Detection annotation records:
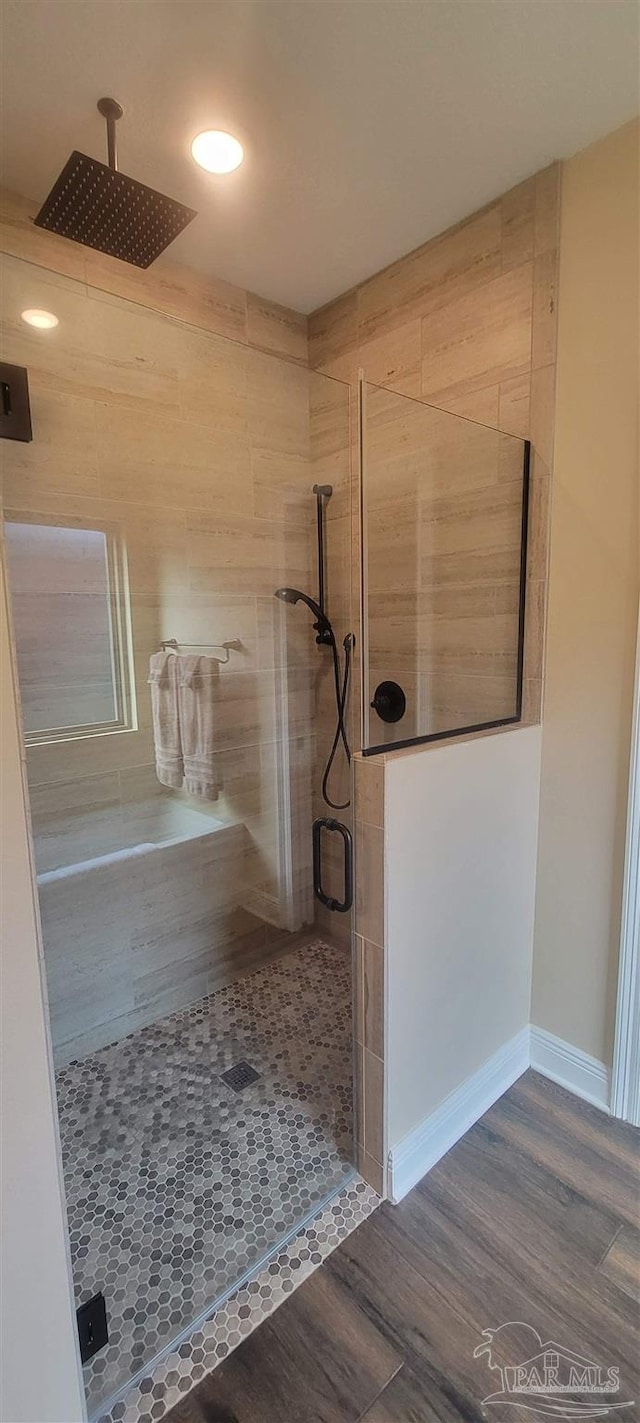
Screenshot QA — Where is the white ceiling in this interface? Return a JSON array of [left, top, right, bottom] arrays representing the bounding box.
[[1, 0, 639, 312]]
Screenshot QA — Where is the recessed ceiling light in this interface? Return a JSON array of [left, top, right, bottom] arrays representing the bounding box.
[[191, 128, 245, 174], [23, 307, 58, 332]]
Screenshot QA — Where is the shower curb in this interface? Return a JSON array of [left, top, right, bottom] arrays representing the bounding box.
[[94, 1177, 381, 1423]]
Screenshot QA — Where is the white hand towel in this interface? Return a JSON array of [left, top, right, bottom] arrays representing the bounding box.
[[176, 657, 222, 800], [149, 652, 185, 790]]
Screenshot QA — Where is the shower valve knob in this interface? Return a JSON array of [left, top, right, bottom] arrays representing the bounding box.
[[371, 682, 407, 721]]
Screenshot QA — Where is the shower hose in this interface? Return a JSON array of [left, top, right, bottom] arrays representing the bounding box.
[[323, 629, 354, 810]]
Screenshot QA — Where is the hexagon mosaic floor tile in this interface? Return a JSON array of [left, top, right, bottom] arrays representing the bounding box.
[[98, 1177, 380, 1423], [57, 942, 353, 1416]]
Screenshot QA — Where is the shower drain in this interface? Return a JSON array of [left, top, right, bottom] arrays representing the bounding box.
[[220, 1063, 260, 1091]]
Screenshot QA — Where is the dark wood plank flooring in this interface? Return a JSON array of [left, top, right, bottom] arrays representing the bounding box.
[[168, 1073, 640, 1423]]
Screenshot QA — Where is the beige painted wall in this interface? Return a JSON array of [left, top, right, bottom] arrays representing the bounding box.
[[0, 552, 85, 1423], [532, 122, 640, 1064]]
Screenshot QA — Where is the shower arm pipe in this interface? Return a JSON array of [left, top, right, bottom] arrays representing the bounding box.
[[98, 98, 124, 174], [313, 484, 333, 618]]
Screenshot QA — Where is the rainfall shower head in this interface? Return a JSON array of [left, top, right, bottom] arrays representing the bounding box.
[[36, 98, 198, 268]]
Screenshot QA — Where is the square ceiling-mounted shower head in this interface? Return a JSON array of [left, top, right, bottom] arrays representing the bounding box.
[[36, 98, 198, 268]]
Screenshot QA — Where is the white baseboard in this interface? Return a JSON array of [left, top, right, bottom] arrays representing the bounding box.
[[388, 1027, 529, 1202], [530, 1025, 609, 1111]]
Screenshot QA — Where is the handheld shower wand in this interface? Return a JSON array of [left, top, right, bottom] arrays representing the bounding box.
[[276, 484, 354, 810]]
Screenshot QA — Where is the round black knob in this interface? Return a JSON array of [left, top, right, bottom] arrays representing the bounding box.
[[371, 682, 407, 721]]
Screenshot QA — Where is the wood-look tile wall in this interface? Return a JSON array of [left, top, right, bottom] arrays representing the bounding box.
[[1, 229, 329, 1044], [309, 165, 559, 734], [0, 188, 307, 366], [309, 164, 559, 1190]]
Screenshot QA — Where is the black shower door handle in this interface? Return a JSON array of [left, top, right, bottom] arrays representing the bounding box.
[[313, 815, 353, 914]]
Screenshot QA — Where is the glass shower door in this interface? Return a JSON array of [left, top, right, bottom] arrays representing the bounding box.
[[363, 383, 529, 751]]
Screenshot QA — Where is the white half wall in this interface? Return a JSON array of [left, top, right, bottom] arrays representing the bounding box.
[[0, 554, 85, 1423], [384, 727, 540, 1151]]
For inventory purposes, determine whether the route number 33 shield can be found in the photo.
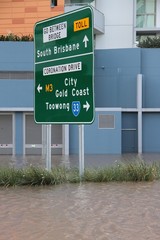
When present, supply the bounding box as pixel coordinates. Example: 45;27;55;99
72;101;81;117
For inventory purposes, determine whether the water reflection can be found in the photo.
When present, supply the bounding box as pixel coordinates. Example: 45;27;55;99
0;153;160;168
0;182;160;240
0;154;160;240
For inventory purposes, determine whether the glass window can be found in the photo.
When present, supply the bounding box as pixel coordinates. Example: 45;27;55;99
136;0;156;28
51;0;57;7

**Set task:** Return every line of the listing above word for word, leaving out the pictures.

**Written response:**
Screenshot QA — Where is the white ceiling in this interface? Return a JSON array of [left, top, right, bottom] arrays representing the bounding box.
[[1, 0, 639, 312]]
Screenshot QA — Where is the recessed ceiling light in this interface? Return a JSON array of [left, top, right, bottom] arrays representing the bounding box.
[[191, 128, 245, 174], [23, 307, 58, 332]]
Screenshot QA — Where is the shower curb in this interface? Return a JSON array of [left, top, right, bottom] arrays representing the bounding box.
[[94, 1177, 381, 1423]]
Screenshot QA — Where is the white hand towel in this interface? Return a JSON array of [left, top, right, bottom] arrays representing the bounding box.
[[176, 657, 222, 800], [149, 652, 185, 790]]
Screenshot QA — Where is the shower valve knob in this interface? Return a JSON array of [left, top, right, bottom] arrays representing the bounding box.
[[371, 682, 407, 721]]
Screenshot QA — Where is the shower hose in this interface? Return a JSON array of [left, top, right, bottom] arrays representing the bounding box.
[[323, 629, 354, 810]]
Screenshot QA — Where is the hexagon mosaic floor tile in this interface? Return a JSON array of [left, top, right, bottom] arrays representing the bounding box.
[[98, 1177, 380, 1423], [57, 942, 353, 1416]]
Screenshot QA — Where is the shower drain in this interface? Return a JSON array of [left, top, right, bottom] arrays representing the bounding box.
[[220, 1063, 260, 1091]]
Screenshot QA — Where is the dark wood plank flooring in this interface? Return a JSON array of [left, top, right, bottom] arrays representing the bounding box.
[[168, 1073, 640, 1423]]
Screenshot QA — Where is the beige painted wall in this interface? Return a JSON array of [left, top, right, bottom] arrays representing the bounding box.
[[0, 552, 85, 1423], [532, 122, 640, 1064]]
Screenshot QA — Where is the shower arm pipe in this interface? Return a JSON array of [left, top, right, bottom] arrays representing the bounding box.
[[98, 98, 124, 174], [313, 484, 333, 618]]
Screenshot QA — Where is the rainfall shower head in this interface? Return a JSON array of [left, top, right, bottom] arrays representing the bounding box.
[[36, 98, 198, 268]]
Screenshot QA — Where is the square ceiling-mounted shower head in this interface? Return a JSON array of [left, top, right, bottom] arrays representing the bounding box.
[[36, 98, 198, 268]]
Screenshot QA — Where is the white baseboard in this interface? Return a JSON array of [left, top, right, bottom] arrays representing the bounding box.
[[388, 1027, 529, 1202], [530, 1025, 609, 1111]]
Screenshot QA — Where is the handheld shower wand in this interface? Return a JSON array of [left, top, right, bottom] arrays representing the bounding box.
[[276, 484, 354, 810]]
Screenshot QA — Where is the round black knob in this interface? Return a JSON array of [left, top, right, bottom] arrays representing the bounding box.
[[371, 682, 407, 721]]
Screenshot QA — Where is the wood-look tile wall in this interface? Return a JSON array of [left, top, right, bottom] arrays representing the bounding box.
[[1, 229, 329, 1044], [309, 165, 559, 734], [0, 188, 307, 366], [309, 164, 559, 1190]]
Screenshot QA — Where is the black shower door handle in this interface? Return a JSON array of [left, top, right, bottom] arrays representing the bounding box.
[[313, 815, 353, 914]]
Screenshot QA — Where is the glass shower door in this interface? Return a JSON array of [left, top, right, bottom] arrays representing the bounding box.
[[363, 383, 529, 751]]
Screenshot QA — Where is the white half wall in this interface? Return a JSON array of [left, top, right, bottom] arrays representing the bounding box.
[[0, 554, 85, 1423], [384, 727, 540, 1151]]
For inventory purposes, determine whether the route number 33 shield can be found in the photo.
When present, supply the bounding box as pixel coordinates. Example: 45;27;55;99
72;101;81;117
For inventory purposes, determine whether the water reflection can be found in the photo.
When present, supply the bounding box as pixel coordinates. Example: 45;27;55;99
0;153;160;168
0;182;160;240
0;154;160;240
For inventory purposes, determine whether the glass window can be found in the photo.
When present, supply the bounding box as pixel coordinates. Example: 45;27;55;99
136;0;156;28
51;0;57;7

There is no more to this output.